- WORK TASK
Go through the records below line by line, counting those that contain the word "rescue"; answer with the count only.

- THE DATA
=======

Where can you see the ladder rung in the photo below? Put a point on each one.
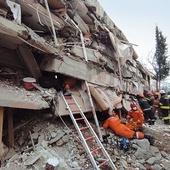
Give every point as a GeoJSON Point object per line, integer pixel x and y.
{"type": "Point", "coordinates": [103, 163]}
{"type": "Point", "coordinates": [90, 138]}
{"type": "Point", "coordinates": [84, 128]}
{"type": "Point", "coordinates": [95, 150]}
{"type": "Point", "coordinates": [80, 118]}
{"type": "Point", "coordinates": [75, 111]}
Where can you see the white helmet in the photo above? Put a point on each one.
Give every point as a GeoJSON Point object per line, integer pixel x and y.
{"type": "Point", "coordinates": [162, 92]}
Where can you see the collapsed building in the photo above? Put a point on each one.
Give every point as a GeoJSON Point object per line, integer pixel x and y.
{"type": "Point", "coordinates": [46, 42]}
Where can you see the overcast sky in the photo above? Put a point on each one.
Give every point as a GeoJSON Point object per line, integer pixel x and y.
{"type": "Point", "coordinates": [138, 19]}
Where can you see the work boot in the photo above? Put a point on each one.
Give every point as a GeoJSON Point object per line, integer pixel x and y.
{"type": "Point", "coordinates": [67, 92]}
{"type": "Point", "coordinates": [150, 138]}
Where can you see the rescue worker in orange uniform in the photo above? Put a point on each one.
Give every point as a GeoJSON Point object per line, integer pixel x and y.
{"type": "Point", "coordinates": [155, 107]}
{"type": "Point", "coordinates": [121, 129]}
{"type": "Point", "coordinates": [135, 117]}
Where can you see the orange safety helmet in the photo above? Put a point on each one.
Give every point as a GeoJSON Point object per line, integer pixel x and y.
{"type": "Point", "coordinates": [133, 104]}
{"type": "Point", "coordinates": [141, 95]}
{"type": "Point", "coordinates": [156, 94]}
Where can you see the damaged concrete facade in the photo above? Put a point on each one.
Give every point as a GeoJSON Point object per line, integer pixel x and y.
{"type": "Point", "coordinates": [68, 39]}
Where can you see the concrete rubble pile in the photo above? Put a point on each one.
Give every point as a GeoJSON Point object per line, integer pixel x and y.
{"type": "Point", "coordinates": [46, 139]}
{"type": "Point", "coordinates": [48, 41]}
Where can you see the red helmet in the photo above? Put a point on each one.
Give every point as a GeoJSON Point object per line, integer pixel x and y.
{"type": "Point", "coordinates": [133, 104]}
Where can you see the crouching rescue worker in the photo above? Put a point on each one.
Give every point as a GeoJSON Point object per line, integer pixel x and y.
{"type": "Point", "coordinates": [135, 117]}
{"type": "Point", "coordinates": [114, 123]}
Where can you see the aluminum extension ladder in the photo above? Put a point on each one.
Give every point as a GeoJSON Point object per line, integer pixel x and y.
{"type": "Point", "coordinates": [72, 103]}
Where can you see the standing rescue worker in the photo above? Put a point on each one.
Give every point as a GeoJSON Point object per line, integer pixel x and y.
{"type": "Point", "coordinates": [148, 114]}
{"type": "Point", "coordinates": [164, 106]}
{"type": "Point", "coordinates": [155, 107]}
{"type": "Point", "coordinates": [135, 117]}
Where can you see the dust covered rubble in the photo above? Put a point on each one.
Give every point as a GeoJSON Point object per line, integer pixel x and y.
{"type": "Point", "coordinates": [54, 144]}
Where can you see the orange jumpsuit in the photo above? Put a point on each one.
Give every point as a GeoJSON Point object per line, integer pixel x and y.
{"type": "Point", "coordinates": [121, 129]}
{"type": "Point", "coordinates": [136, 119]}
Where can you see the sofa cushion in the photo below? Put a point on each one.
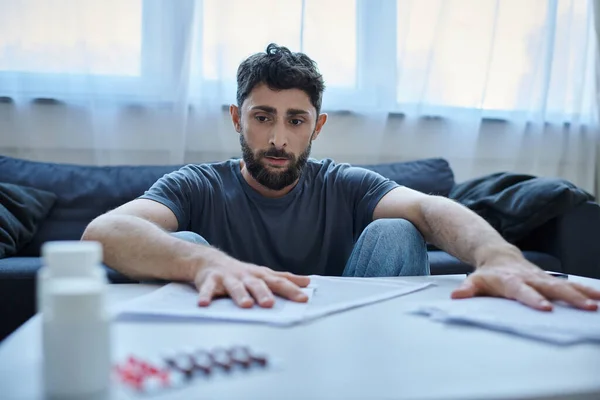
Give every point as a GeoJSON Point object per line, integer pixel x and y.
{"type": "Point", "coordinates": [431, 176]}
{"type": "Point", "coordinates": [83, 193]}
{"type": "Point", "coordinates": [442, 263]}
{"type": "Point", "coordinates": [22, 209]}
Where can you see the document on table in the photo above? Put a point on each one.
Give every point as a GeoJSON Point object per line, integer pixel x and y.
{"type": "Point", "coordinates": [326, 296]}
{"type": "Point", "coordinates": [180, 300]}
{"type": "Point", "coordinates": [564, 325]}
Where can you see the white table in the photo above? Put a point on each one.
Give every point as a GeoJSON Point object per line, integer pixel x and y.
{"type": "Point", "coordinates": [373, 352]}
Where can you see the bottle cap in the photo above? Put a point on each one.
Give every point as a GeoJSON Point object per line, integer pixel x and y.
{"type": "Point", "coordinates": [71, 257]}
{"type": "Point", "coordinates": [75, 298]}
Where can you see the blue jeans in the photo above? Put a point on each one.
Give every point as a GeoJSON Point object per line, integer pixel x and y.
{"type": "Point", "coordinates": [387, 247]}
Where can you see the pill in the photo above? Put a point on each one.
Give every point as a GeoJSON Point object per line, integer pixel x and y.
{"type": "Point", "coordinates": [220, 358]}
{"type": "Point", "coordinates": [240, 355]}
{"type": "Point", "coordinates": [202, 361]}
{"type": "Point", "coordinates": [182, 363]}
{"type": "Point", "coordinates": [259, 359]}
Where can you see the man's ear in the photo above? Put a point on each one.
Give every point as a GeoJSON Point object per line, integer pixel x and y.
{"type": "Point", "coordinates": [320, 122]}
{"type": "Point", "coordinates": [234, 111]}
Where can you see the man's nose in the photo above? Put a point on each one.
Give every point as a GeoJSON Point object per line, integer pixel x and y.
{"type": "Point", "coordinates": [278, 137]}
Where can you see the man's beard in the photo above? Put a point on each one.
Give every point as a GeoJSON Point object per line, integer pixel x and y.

=======

- EXERCISE SOLUTION
3